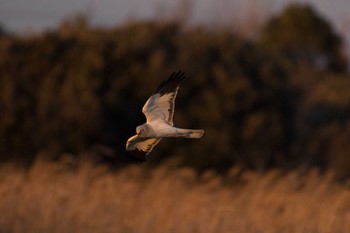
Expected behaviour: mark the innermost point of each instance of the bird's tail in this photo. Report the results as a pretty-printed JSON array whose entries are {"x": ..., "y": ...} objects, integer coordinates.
[{"x": 191, "y": 133}]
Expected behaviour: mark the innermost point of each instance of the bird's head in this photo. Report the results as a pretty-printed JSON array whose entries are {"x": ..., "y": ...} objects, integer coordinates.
[{"x": 139, "y": 130}]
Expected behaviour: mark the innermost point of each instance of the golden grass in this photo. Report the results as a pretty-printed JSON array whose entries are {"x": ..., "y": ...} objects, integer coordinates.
[{"x": 51, "y": 198}]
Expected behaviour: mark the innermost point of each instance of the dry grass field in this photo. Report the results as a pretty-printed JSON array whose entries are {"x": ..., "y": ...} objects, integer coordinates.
[{"x": 53, "y": 198}]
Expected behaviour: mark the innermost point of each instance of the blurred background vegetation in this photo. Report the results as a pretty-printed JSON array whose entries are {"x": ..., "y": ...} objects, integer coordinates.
[{"x": 280, "y": 99}]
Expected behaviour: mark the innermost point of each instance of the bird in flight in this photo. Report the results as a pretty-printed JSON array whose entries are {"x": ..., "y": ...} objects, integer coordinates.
[{"x": 159, "y": 112}]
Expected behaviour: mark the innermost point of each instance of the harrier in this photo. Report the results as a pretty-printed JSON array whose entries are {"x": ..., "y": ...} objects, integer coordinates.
[{"x": 159, "y": 112}]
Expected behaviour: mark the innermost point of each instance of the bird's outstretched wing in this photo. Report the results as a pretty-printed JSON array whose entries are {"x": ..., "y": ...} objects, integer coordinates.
[
  {"x": 139, "y": 148},
  {"x": 162, "y": 103}
]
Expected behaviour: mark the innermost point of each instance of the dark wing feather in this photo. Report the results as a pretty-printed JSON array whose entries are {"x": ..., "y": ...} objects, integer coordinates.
[
  {"x": 170, "y": 85},
  {"x": 162, "y": 103}
]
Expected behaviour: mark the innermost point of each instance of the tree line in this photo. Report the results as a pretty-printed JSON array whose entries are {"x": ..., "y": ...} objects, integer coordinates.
[{"x": 280, "y": 100}]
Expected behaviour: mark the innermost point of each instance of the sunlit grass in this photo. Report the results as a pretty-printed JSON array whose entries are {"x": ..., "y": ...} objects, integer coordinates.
[{"x": 53, "y": 198}]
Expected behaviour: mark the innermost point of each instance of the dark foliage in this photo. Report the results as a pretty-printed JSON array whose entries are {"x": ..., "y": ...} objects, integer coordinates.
[{"x": 79, "y": 89}]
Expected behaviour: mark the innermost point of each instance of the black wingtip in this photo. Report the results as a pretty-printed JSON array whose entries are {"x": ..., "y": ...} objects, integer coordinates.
[
  {"x": 138, "y": 155},
  {"x": 170, "y": 84}
]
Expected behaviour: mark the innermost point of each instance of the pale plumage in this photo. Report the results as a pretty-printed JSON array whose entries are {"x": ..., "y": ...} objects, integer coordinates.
[{"x": 159, "y": 112}]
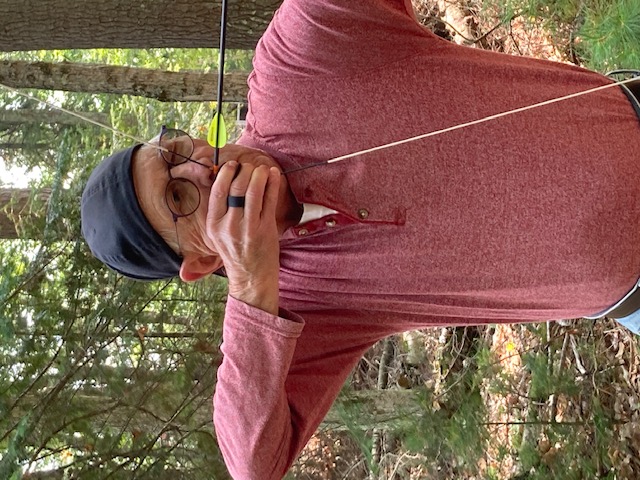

+++

What to do:
The records above are to be transcribed exactly, with every picture left out.

Written reply:
Expected behaviour: mark the innermost point of each instance of the bird's tail in this photo. Report the results as a pretty-printed JSON array whose entries are {"x": ..., "y": ...} objects, integer coordinates.
[{"x": 191, "y": 133}]
Expected behaviour: mark the innermost point of each instance of the bird's head in this photo. Report the results as a pretty-printed JSON array whose entries are {"x": ..., "y": ...} objects, integer coordinates.
[{"x": 139, "y": 130}]
Expected behaviour: mark the innermost point of each instance of the golden grass in this photo. Report the results as a pretty-printed JSON array whose entries are {"x": ..., "y": ...} objects, integer coordinates.
[{"x": 51, "y": 198}]
Expected behaviour: mark the innermost point of each instance of the dry grass field in this photo. Report the results as a pretty-printed JSON array whose entries are {"x": ..., "y": ...} objects, integer coordinates.
[{"x": 53, "y": 198}]
Expected behaviour: mark the innermost point of each instance of the blurred background vegetation in this photo. Report the results as a pretty-printed JSON array whose entries are {"x": ..., "y": ...} objects, integer coordinates.
[{"x": 280, "y": 99}]
Expected behaviour: mark the innermost point of each instance of the bird in flight in this photo. Report the results as a pretty-printed JSON array whose entries are {"x": ..., "y": ...} objects, integer coordinates.
[{"x": 159, "y": 112}]
Expected behaviour: mark the innermost point of each instance of the harrier in this photo. Report the results as a pretty-printed JSON array whose entries are {"x": ..., "y": ...} objects, integer coordinates.
[{"x": 159, "y": 112}]
Expected behaviour: mark the innermost point of each instance of the bird's outstretched wing in this photo. Report the results as a pretty-printed JSON array whose entries are {"x": ..., "y": ...} objects, integer coordinates.
[
  {"x": 139, "y": 148},
  {"x": 162, "y": 103}
]
Expected behaviour: mark the innermost point of each instance of the dark wing feather in this photo. Report the results as a pretty-printed JSON array whose entries are {"x": ..., "y": ...} objects, integer coordinates.
[
  {"x": 170, "y": 85},
  {"x": 162, "y": 103}
]
Expected behaviour: mark the innermost point of each instance of the tree line in this photo. Report the results as a pretty-printed JSON array whose entries are {"x": ..., "y": ...} objects, integer coordinates.
[{"x": 280, "y": 100}]
Expected behaviour: mark the innermost point of each instance of the sunlit grass in this photo. Report the results as a pretty-printed JSON array whose entries are {"x": ..., "y": ...} objects, integer coordinates.
[{"x": 53, "y": 198}]
Expected behaviour: mark the innermost point of each instance of the dark foliage in this photo. Report the results as a pretty-printed JSON array whose entries are {"x": ..., "y": ...} objects, integer coordinates.
[{"x": 79, "y": 89}]
Expected behaviour: mark the innermost point of each instance of the black wingtip in this photo. Report the results as a pretty-printed JSON array whose entries are {"x": ..., "y": ...} objects, integer coordinates.
[
  {"x": 138, "y": 155},
  {"x": 170, "y": 84}
]
Expected behaviour: mark the innermost point of each instance of the pale plumage in this photo. Report the results as a pretty-printed JSON array whose entries are {"x": ..., "y": ...} objects, integer coordinates.
[{"x": 159, "y": 112}]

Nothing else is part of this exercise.